#### [Assignment]
Repeat exactly the lines of the listing from the line containing "Keypoint placement: for each instance of the utility" through its last line, and nothing beyond them.

#### [Material shown]
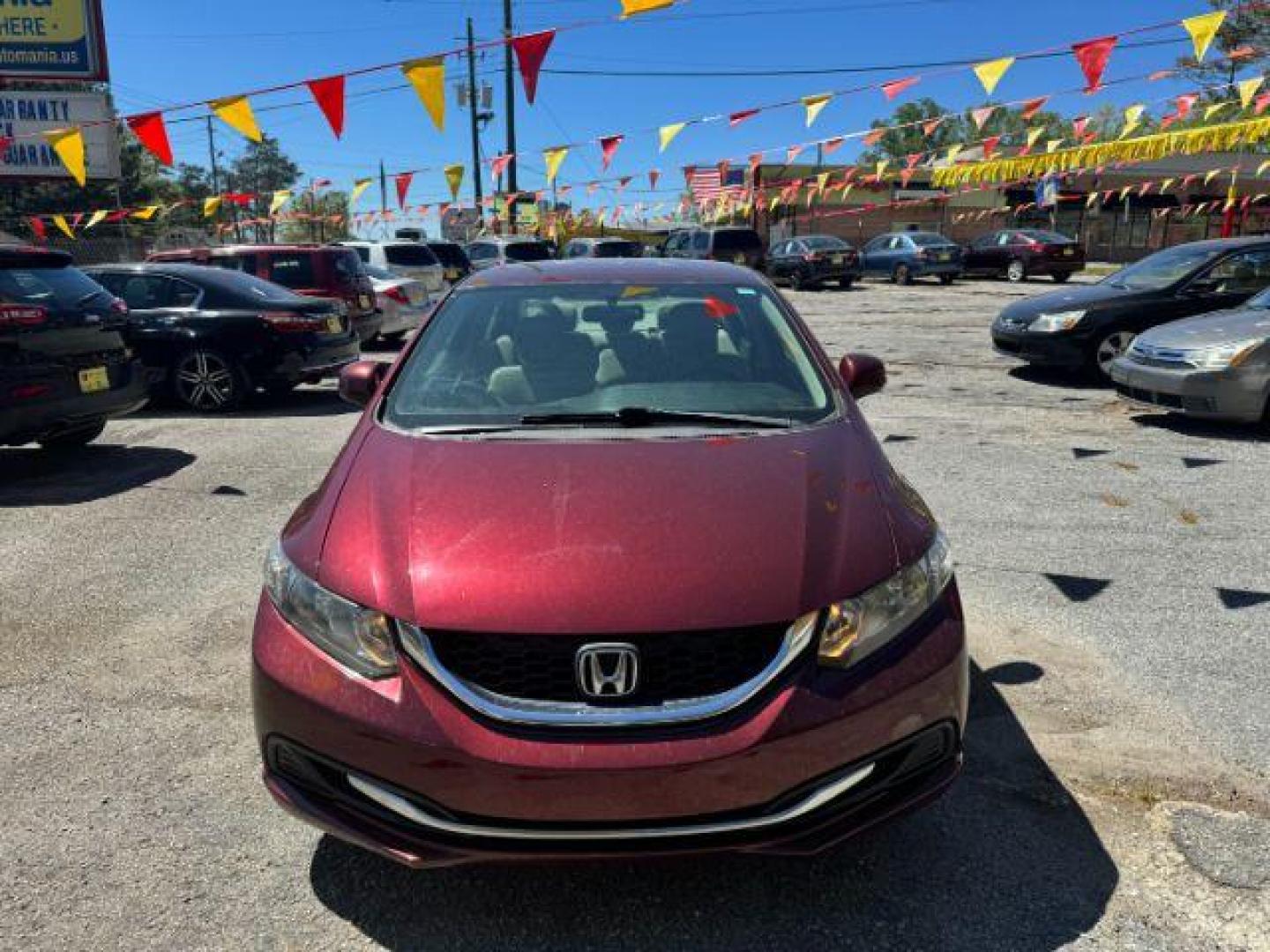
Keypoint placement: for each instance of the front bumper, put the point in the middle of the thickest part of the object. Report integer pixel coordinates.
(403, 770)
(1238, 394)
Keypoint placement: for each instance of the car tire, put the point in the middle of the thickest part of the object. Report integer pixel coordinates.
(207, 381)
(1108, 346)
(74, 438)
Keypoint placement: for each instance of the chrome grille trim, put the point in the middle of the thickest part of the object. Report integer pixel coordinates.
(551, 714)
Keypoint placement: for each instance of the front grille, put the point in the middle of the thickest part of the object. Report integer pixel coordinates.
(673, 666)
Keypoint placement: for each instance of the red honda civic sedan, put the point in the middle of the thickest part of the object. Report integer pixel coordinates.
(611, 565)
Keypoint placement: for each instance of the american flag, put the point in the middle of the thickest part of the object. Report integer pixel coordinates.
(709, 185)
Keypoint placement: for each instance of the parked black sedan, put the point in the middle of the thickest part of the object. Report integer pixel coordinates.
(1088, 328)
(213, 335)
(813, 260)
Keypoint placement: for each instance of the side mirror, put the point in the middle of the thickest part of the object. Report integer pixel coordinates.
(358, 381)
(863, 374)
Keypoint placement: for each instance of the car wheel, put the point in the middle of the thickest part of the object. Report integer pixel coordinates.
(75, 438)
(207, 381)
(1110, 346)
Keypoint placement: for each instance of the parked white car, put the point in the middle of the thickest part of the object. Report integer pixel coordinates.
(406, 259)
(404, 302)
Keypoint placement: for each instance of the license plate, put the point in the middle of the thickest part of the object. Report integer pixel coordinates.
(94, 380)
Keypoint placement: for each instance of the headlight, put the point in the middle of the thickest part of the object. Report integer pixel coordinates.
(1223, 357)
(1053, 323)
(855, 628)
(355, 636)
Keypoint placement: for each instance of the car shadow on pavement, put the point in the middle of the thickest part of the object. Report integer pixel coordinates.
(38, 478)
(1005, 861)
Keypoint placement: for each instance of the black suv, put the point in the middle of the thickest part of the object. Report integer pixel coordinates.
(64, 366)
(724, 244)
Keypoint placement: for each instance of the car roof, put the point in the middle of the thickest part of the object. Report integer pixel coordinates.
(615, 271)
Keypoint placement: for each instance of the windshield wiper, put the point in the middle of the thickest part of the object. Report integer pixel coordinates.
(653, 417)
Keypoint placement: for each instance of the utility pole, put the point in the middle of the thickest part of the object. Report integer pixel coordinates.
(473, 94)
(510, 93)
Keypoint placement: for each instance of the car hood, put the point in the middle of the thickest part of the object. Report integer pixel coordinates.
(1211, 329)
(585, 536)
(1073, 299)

#### [Output of the exercise]
Keypoint placement: for each instance of the utility pole, put the point in the middle of the thickest part of the object. Report integer pixel coordinates.
(473, 94)
(510, 93)
Keypoint placement: for each instance of the car hood, put the point in the middle of the thickest part of the object. Report integer pixel coordinates.
(1211, 329)
(585, 536)
(1073, 299)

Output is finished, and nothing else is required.